Excerpt provided:
++++++

- Born: 19 January 1945 (age 81) Blackburn, Lancashire, England
- Occupation: Actor
- Years active: 1974–present

= David Ross (actor) =

English theatre, cinema and television actor (born 1945)

David Ross (born 19 January 1945) is an English actor who has worked in theatre, cinema and television. His best-known roles include playing the first Kryten and the second Talkie Toaster in science-fiction comedy Red Dwarf, Elgin Sparrowhawk in the BBC One sitcom The Green Green Grass, and as Mr. Sedley in a 1998 serial adaptation of William Makepeace Thackeray's novel Vanity Fair., and Mr Bumble, the beadle, in the 1999 TV Adaptation of Oliver Twist.

Ross' first big acting role came in 1976 when he played Harry Duckworth in the ITV sitcom Yanks Go Home. Afterwards he started in 19 episodes of the sitcom series Leave it to Charlie.

++++++

Material shown:

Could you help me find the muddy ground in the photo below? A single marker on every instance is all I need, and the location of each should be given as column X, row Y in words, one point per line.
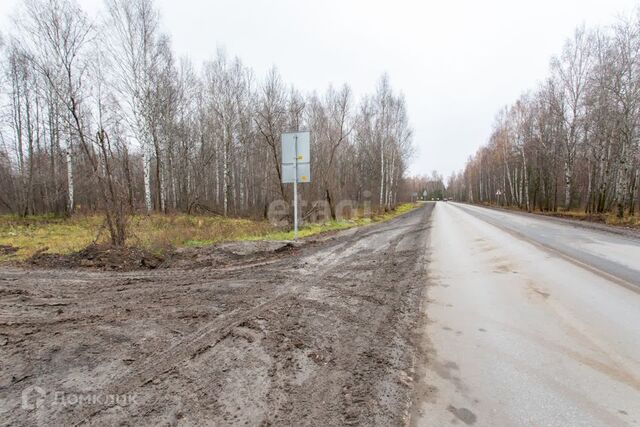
column 321, row 333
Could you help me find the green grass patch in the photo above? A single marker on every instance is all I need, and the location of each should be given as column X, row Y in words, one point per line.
column 155, row 233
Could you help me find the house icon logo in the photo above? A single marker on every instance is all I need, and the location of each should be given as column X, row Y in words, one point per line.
column 33, row 397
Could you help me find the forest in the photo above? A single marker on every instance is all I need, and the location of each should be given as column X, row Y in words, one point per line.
column 572, row 142
column 100, row 115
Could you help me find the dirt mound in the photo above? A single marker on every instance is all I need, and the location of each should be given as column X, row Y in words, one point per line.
column 225, row 254
column 7, row 250
column 102, row 257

++++++

Written request A:
Which character did David Ross play in the ITV sitcom Yanks Go Home, according to the David Ross article?
Written request B:
List every character the David Ross article names as a role he played.
The records are separate material and have no connection to the David Ross article.

Reply A:
Harry Duckworth.

Reply B:
Kryten, Talkie Toaster, Elgin Sparrowhawk, Mr. Sedley, Mr Bumble, Harry Duckworth